PROMPT: Rewrite the listing below with each "Regions" replaced by "Outlines", leaving everything else unchanged.

* * * * * * * * *

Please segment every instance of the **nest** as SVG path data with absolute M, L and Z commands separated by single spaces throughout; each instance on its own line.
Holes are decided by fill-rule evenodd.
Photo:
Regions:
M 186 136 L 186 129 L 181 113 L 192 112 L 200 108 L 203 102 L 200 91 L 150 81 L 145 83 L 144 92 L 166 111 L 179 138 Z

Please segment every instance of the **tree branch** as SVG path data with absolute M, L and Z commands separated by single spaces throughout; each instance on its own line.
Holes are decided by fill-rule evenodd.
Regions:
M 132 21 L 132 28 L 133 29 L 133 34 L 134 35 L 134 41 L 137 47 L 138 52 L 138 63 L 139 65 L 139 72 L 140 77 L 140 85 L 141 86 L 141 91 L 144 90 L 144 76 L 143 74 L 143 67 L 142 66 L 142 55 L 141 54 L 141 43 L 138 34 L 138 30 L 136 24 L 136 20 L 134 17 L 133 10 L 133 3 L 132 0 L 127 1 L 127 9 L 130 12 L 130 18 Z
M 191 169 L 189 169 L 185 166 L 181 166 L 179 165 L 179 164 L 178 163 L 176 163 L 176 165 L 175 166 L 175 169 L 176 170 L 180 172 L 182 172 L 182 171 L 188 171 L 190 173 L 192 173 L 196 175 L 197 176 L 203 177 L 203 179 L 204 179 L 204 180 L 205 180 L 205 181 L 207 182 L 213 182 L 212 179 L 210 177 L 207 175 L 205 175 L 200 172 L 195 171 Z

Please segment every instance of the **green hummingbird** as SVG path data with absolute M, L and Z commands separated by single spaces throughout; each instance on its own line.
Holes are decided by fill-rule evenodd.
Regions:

* * * * * * * * *

CORRECT OUTPUT:
Please segment every instance of the **nest** as SVG path data with absolute M, L and Z commands separated by single spaces throughout; each instance on its own line.
Holes are decided by fill-rule evenodd.
Photo:
Outlines:
M 186 136 L 186 129 L 181 113 L 192 112 L 200 108 L 203 102 L 200 91 L 150 81 L 145 83 L 144 92 L 166 111 L 179 138 Z

Please segment every instance of the **tree branch** as SVG path data with absolute M, L and Z commands separated by single spaces throughout; each instance on its own line.
Holes are decided by fill-rule evenodd.
Outlines:
M 132 21 L 132 28 L 133 29 L 133 34 L 134 35 L 134 41 L 137 47 L 138 52 L 138 63 L 139 65 L 139 72 L 140 77 L 140 85 L 141 86 L 141 91 L 144 90 L 144 76 L 143 74 L 143 67 L 142 66 L 142 55 L 141 54 L 141 43 L 138 34 L 138 30 L 136 24 L 136 20 L 134 17 L 133 10 L 133 3 L 132 0 L 127 1 L 127 9 L 130 12 L 130 18 Z
M 191 169 L 189 169 L 185 166 L 181 166 L 179 165 L 179 164 L 178 163 L 176 163 L 176 165 L 175 166 L 175 169 L 176 170 L 180 172 L 182 172 L 182 171 L 188 171 L 190 173 L 192 173 L 196 175 L 197 176 L 203 177 L 203 179 L 204 179 L 204 180 L 205 180 L 205 181 L 207 182 L 213 182 L 212 179 L 210 177 L 207 175 L 205 175 L 200 172 L 195 171 Z

Please segment every instance of the **green hummingbird** as SVG path data with absolute M, L and Z commands separated by single spaces throughout; each instance on its own line.
Holes are decided by fill-rule evenodd.
Outlines:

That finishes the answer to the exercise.